= Job =
Turn each non-blank line of the entries into a row of a Markdown table with two columns, "No." for the row number and "Line" for the line itself.

═════ Data records ═════

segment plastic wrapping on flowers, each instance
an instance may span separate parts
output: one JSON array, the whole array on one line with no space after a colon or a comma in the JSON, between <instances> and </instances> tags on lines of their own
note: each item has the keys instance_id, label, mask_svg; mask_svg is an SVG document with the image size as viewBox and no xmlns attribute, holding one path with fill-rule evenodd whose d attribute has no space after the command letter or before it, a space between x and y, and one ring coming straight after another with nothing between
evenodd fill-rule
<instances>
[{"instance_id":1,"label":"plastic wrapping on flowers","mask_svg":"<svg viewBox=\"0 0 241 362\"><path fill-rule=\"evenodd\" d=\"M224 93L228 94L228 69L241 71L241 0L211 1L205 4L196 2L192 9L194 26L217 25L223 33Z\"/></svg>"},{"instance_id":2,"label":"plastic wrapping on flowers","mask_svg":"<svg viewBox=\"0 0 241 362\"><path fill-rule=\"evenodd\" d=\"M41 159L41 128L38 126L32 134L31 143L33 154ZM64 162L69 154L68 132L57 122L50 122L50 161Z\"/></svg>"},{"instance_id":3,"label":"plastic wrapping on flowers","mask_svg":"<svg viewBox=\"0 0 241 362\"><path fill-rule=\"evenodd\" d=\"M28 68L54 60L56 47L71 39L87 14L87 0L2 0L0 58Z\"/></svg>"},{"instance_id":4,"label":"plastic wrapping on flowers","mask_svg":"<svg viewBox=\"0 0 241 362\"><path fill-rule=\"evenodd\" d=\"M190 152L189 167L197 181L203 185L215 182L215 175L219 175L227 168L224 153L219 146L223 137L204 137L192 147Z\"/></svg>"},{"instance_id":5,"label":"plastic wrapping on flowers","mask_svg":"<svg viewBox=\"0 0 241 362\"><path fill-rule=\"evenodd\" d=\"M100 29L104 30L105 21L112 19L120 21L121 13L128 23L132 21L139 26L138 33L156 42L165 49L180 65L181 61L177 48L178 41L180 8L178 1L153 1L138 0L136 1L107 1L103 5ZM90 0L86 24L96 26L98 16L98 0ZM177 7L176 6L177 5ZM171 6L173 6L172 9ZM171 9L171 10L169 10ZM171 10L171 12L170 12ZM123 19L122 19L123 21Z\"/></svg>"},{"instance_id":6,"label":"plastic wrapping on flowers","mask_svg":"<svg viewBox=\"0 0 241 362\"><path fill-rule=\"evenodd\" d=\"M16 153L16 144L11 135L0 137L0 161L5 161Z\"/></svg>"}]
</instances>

═════

= Answer below =
| No. | Line |
|---|---|
| 1 | segment plastic wrapping on flowers, each instance |
| 2 | an instance may span separate parts |
| 3 | output: one JSON array, the whole array on one line with no space after a colon or a comma in the JSON, between <instances> and </instances> tags on lines of their own |
| 4 | note: each item has the keys instance_id, label, mask_svg; mask_svg is an SVG document with the image size as viewBox and no xmlns attribute, holding one path with fill-rule evenodd whose d attribute has no space after the command letter or before it, a space between x and y, and one ring coming straight after another with nothing between |
| 5 | evenodd fill-rule |
| 6 | <instances> |
| 7 | [{"instance_id":1,"label":"plastic wrapping on flowers","mask_svg":"<svg viewBox=\"0 0 241 362\"><path fill-rule=\"evenodd\" d=\"M224 93L228 94L228 69L241 71L241 0L211 1L205 4L196 2L192 9L194 26L217 25L223 33Z\"/></svg>"},{"instance_id":2,"label":"plastic wrapping on flowers","mask_svg":"<svg viewBox=\"0 0 241 362\"><path fill-rule=\"evenodd\" d=\"M41 159L41 128L38 126L32 134L31 143L33 154ZM64 162L69 154L68 132L57 122L50 122L50 161Z\"/></svg>"},{"instance_id":3,"label":"plastic wrapping on flowers","mask_svg":"<svg viewBox=\"0 0 241 362\"><path fill-rule=\"evenodd\" d=\"M28 68L54 60L56 47L71 39L87 14L87 0L2 0L0 58Z\"/></svg>"},{"instance_id":4,"label":"plastic wrapping on flowers","mask_svg":"<svg viewBox=\"0 0 241 362\"><path fill-rule=\"evenodd\" d=\"M190 152L189 167L197 181L203 185L215 182L215 175L219 175L227 168L224 153L219 146L223 137L204 137L192 147Z\"/></svg>"},{"instance_id":5,"label":"plastic wrapping on flowers","mask_svg":"<svg viewBox=\"0 0 241 362\"><path fill-rule=\"evenodd\" d=\"M100 29L104 30L105 21L112 19L120 21L121 13L128 23L132 21L139 26L138 33L156 42L165 49L180 65L181 61L177 48L178 41L180 8L178 1L153 1L138 0L136 1L107 1L103 5ZM90 0L86 24L96 26L98 16L98 0ZM177 7L176 6L177 5ZM171 6L173 6L172 9ZM171 9L171 10L169 10ZM171 10L171 12L170 12ZM123 19L122 19L123 21Z\"/></svg>"},{"instance_id":6,"label":"plastic wrapping on flowers","mask_svg":"<svg viewBox=\"0 0 241 362\"><path fill-rule=\"evenodd\" d=\"M16 153L16 144L11 135L0 137L0 161L5 161Z\"/></svg>"}] |
| 8 | </instances> |